**Assignment A**
In the article on Mississippi higher education, what are the three broad areas that the McCoy Working Group's 17 recommendations cover?
**Assignment B**
Does the article on Mississippi higher education support each statement below? Answer yes or no for each, and quote the words of the article that decide it.
(i) The McCoy Working Group was formed to develop a 20-year strategy for investment in higher education.
(ii) Billy McCoy is one of the group's co-chairs.
(iii) The Mississippi Legislature created the group last fall.
**Assignment C**
Resume the article on Mississippi higher education, starting after its final sentence.

**Document text**
As the nation's economy shifts to knowledge- and technology-based industries, Mississippi's colleges and universities must provide expertise and leadership to attract new jobs and build a stable state economy, members of a special committee told the state House of Representatives last week.

The state must quickly commit substantial resources to higher education to achieve the goal of making Mississippi competitive in the New Economy, the chairs of the McCoy Working Group said. The group – organized by state Reps. Billy McCoy, Steve Holland and Charles Young – was created by the Mississippi Legislature last spring to develop a 20-year strategy for investment in higher education. The group is co-chaired by University of Mississippi Chancellor Robert Khayat, Commissioner of Agriculture Lester Spell and Hinds Community College President Clyde Muse.

To spur economic development, the group outlines 17 recommendations across three broad areas ­ individuals, ideas and infrastructure. Technology-based industries rely on a dependable, flexible infrastructure for support, the group argues. Moreover, the creation of new jobs requires educated and talented individuals, they say, and a culture of ideas spawns new businesses and innovations.

"Mississippians have carved out a notable niche in high-technology fields, such as precision agriculture, polymers, telecommunications, pharmaceuticals and remote sensing," Muse said. "We are doing great in these areas because of the infrastructure built with legislative support and our own creativity and hard work. But we can do better."

**Extracted material**
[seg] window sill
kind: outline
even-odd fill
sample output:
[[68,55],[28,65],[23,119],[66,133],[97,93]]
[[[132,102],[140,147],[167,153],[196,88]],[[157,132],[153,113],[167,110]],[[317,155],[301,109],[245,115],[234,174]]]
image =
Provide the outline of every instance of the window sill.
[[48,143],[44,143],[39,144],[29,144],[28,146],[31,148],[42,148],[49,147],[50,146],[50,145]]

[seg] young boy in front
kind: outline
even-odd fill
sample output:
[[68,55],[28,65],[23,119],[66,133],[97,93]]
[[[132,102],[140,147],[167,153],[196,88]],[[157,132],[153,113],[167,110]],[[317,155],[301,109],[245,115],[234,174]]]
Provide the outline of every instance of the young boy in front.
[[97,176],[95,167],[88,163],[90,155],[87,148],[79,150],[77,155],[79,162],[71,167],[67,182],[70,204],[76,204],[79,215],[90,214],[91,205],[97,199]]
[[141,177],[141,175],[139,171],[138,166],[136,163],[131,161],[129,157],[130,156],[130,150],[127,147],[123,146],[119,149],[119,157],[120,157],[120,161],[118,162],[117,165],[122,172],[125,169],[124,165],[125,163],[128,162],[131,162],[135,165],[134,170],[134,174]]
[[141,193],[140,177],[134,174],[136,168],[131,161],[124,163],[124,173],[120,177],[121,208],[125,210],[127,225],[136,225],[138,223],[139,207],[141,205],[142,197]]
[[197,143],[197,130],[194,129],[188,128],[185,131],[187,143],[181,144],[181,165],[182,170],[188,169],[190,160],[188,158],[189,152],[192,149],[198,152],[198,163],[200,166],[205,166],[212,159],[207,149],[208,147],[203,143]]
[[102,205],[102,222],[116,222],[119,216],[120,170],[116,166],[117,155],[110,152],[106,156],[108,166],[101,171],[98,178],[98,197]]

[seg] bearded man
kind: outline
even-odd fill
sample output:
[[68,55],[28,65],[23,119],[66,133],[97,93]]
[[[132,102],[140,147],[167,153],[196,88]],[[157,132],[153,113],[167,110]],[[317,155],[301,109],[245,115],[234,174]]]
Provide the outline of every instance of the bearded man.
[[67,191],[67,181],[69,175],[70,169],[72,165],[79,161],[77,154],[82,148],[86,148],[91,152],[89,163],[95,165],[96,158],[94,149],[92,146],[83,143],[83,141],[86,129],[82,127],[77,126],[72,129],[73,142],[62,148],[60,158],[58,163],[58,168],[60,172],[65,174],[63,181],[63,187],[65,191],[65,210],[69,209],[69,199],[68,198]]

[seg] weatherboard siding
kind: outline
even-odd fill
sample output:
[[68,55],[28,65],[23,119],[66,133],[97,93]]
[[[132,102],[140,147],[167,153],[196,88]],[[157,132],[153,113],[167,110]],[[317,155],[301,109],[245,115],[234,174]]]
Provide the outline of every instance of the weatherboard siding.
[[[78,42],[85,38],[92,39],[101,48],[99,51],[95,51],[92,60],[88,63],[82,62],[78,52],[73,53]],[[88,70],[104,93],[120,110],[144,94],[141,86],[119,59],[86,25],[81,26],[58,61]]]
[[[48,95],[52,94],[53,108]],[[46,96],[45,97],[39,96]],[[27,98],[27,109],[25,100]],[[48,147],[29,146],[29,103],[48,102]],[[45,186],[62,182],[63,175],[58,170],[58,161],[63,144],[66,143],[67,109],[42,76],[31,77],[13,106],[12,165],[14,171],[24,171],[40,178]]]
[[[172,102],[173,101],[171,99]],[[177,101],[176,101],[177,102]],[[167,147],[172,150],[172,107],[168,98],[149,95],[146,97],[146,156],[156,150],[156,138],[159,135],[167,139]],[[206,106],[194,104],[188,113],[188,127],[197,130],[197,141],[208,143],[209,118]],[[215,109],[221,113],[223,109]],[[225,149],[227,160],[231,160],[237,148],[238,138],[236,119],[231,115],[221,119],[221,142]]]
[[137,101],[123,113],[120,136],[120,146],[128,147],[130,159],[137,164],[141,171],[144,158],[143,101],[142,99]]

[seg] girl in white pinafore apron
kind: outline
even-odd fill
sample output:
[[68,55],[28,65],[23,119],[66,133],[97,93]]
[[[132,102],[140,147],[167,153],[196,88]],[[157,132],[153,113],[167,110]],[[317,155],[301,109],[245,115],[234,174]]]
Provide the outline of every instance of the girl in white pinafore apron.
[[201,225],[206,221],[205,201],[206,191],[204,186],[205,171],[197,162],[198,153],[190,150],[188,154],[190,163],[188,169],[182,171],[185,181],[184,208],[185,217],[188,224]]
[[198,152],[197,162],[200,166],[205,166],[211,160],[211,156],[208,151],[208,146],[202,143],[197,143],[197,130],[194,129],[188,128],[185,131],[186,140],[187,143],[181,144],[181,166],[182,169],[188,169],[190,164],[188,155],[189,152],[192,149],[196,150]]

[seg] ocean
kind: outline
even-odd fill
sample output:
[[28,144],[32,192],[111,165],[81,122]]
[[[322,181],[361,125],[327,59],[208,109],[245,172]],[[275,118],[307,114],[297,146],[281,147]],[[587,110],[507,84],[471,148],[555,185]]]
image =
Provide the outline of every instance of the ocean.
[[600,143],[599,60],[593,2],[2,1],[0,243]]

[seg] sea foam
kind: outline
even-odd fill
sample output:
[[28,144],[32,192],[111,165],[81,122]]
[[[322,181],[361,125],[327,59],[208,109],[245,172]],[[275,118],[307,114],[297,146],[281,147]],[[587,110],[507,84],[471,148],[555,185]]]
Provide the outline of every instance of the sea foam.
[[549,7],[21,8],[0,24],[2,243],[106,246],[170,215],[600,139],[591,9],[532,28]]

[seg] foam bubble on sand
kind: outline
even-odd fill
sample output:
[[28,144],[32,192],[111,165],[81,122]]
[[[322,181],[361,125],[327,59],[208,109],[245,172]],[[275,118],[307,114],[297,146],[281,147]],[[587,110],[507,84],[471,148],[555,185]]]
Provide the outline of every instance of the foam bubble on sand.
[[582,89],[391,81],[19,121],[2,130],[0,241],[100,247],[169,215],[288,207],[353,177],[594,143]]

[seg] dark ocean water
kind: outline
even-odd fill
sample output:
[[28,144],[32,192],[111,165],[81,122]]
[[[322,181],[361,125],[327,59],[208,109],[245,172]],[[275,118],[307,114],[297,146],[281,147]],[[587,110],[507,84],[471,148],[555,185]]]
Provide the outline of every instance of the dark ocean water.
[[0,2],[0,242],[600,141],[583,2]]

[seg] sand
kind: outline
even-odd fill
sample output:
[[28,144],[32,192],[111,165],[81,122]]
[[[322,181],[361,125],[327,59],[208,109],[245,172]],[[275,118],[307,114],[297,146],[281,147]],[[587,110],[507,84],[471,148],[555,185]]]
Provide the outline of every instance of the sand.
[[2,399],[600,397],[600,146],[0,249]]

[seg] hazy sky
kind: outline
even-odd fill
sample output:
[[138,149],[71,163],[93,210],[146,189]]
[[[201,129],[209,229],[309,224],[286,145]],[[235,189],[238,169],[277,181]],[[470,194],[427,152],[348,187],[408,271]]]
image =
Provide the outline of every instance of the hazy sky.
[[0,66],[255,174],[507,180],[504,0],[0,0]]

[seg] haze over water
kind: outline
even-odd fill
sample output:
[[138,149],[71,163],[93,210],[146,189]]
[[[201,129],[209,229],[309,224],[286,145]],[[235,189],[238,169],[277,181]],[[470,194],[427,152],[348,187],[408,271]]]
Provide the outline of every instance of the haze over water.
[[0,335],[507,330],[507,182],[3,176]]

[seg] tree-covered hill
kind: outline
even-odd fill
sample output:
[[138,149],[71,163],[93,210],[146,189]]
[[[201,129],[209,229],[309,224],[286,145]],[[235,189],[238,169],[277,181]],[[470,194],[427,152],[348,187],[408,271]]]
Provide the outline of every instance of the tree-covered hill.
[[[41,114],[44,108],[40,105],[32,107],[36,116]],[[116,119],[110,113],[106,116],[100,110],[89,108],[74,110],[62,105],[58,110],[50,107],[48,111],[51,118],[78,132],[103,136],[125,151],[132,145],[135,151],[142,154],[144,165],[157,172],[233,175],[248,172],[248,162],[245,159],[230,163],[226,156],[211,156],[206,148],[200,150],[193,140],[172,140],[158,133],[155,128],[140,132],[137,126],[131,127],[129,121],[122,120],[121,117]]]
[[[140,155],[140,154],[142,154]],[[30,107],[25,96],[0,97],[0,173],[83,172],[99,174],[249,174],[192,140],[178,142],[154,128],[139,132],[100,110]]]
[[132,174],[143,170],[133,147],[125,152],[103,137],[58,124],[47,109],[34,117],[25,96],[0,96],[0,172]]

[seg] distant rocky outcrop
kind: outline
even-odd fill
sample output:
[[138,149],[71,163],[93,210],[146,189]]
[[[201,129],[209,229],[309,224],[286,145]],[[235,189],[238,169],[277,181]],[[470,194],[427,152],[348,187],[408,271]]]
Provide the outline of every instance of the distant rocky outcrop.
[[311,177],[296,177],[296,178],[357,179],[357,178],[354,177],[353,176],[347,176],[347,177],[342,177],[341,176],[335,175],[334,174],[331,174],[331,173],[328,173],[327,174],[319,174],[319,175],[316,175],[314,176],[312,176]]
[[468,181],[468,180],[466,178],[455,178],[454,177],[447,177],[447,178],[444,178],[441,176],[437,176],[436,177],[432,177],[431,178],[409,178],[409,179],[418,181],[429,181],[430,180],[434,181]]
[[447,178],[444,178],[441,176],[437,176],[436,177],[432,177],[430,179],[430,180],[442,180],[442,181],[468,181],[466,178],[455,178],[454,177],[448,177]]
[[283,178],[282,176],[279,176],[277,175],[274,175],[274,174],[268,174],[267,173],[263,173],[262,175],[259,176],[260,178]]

**Your response A**
Individuals, ideas and infrastructure.

**Your response B**
(i) Yes: "to develop a 20-year strategy for investment in higher education."
(ii) No: "The group is co-chaired by University of Mississippi Chancellor Robert Khayat, Commissioner of Agriculture Lester Spell and Hinds Community College President Clyde Muse."
(iii) No: "was created by the Mississippi Legislature last spring"

**Your response C**
Among other recommendations, the group suggests Mississippi cultivate a talented workforce by funding scholarships and education programs in critical areas of need. Scholarship recipients would be required to work in-state after graduation and could be placed where they are needed most.

Higher education already provides a huge boost to Mississippi's economy, employing more than 28,000 people and providing a payroll of $1.1 billion. Additionally, faculty members have started more than 20 new companies in the state during the past five years, and university research programs have helped attract several businesses to Mississippi.

Besides educating the workforce, policymakers in Mississippi can encourage the creation of new ideas by funding research programs and establishing regional research parks that foster partnerships between universities and private businesses, Khayat added. The changing demands of technology, the group concludes, will require a considerable investment in computers and other equipment for the state's colleges and universities. The group also urges educational institutions to forge stronger partnerships with industry to focus on limited resources in critical areas.